** START OF ENTRIES SUPPLIED **

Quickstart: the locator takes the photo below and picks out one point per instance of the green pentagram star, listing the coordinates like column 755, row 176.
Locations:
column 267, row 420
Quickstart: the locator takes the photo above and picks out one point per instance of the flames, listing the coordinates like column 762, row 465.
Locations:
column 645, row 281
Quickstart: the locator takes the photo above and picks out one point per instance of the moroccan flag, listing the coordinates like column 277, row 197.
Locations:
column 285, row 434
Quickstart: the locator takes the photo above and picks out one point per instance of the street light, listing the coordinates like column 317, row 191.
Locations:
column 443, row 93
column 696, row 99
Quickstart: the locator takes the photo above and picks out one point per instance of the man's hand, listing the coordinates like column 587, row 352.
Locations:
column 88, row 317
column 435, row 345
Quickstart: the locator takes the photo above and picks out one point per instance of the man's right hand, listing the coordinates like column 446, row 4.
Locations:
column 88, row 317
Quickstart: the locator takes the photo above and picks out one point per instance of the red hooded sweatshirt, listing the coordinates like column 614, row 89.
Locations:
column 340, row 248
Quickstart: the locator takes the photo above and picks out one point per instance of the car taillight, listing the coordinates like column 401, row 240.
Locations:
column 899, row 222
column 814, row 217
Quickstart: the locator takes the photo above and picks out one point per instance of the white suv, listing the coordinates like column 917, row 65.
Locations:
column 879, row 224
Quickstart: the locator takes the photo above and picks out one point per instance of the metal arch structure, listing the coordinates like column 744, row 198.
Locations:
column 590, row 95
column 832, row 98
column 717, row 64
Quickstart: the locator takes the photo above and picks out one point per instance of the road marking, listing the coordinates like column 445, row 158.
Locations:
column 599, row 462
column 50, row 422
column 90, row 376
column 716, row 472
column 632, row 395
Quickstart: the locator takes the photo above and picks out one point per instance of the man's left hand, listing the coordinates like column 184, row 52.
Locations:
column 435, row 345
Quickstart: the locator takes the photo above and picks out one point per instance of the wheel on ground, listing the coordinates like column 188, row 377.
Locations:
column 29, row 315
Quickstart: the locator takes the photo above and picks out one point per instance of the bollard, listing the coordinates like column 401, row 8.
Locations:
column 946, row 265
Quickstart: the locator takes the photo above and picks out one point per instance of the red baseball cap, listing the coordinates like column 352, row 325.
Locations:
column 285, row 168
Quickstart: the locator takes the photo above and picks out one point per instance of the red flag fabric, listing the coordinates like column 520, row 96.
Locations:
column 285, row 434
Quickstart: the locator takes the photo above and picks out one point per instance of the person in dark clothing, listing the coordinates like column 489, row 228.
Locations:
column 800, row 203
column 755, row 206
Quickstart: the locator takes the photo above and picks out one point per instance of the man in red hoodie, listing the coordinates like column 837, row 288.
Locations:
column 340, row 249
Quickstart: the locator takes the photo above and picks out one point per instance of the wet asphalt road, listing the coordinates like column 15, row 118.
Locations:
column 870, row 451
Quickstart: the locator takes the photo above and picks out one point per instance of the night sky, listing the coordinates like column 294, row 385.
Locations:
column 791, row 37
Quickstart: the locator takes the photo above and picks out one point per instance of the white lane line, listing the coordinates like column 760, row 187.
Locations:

** END OF ENTRIES SUPPLIED **

■ WHAT TO WORK ON
Convert every line of the records above into a JSON list of strings, with one string per line and blank lines left out.

■ ANSWER
[
  "Quickstart: the locator takes the photo below and picks out one point per instance of the green pentagram star, listing the coordinates like column 755, row 176.",
  "Locations:",
  "column 267, row 420",
  "Quickstart: the locator takes the photo above and picks out one point per instance of the flames, listing the coordinates like column 762, row 465.",
  "Locations:",
  "column 645, row 281",
  "Quickstart: the locator takes the photo above and picks out one point per instance of the moroccan flag, listing the coordinates like column 277, row 197.",
  "Locations:",
  "column 285, row 434",
  "Quickstart: the locator takes the photo above and picks out one point per instance of the street light, listing the coordinates like column 317, row 191.",
  "Locations:",
  "column 443, row 93",
  "column 696, row 99",
  "Quickstart: the locator takes the photo above and picks out one point per instance of the man's hand, listing the coordinates like column 587, row 352.",
  "Locations:",
  "column 88, row 317",
  "column 435, row 345",
  "Quickstart: the locator takes the photo above and picks out one point per instance of the man's right hand, listing the coordinates like column 446, row 4.",
  "Locations:",
  "column 88, row 317",
  "Quickstart: the locator takes the photo above and picks out one point per instance of the red hooded sweatshirt, listing the coordinates like column 614, row 89.",
  "Locations:",
  "column 340, row 248",
  "Quickstart: the locator takes the photo above and picks out one point per instance of the car taillight, listing the coordinates like column 401, row 240.",
  "Locations:",
  "column 899, row 222",
  "column 814, row 217",
  "Quickstart: the locator takes the photo above and picks out one point per instance of the white suv, listing the coordinates like column 917, row 65.",
  "Locations:",
  "column 879, row 224",
  "Quickstart: the locator takes the photo above and picks out one point per instance of the metal arch structure, listing the coordinates like column 744, row 198.",
  "Locations:",
  "column 590, row 95",
  "column 832, row 98",
  "column 717, row 64",
  "Quickstart: the locator takes the photo above and picks out one point per instance of the road marking, listing the coordinates like column 445, row 158.",
  "Locations:",
  "column 599, row 462",
  "column 50, row 422",
  "column 90, row 376",
  "column 716, row 472",
  "column 632, row 395",
  "Quickstart: the locator takes the photo above and picks out one point per instance of the man's left hand, listing the coordinates like column 184, row 52.",
  "Locations:",
  "column 435, row 345",
  "Quickstart: the locator takes the photo above and picks out one point per instance of the wheel on ground, listing the coordinates like column 188, row 377.",
  "Locations:",
  "column 29, row 315",
  "Quickstart: the locator takes the photo above and picks out one point per instance of the bollard, listing the coordinates like column 401, row 8.",
  "Locations:",
  "column 946, row 265",
  "Quickstart: the locator takes the photo above and picks out one point per instance of the red baseball cap, listing the coordinates like column 352, row 325.",
  "Locations:",
  "column 285, row 168",
  "Quickstart: the locator takes the photo above and picks out one point per instance of the red flag fabric, listing the coordinates like column 520, row 96.",
  "Locations:",
  "column 285, row 434",
  "Quickstart: the locator takes the photo above and picks out one point per instance of the person in dark clothing, listing the coordinates like column 489, row 228.",
  "Locations:",
  "column 800, row 203",
  "column 755, row 206",
  "Quickstart: the locator takes the photo above and picks out one point per instance of the man in red hoodie, listing the coordinates like column 837, row 288.",
  "Locations:",
  "column 340, row 249",
  "Quickstart: the locator takes the photo above and picks out one point per instance of the wet asphalt road, listing the coordinates like column 15, row 118.",
  "Locations:",
  "column 870, row 451",
  "Quickstart: the locator takes the photo above and picks out one point per instance of the night sky, listing the coordinates like column 294, row 385.",
  "Locations:",
  "column 791, row 37",
  "Quickstart: the locator takes the photo above and picks out one point per instance of the white lane line, listing the coordinates like column 760, row 187.",
  "Locations:"
]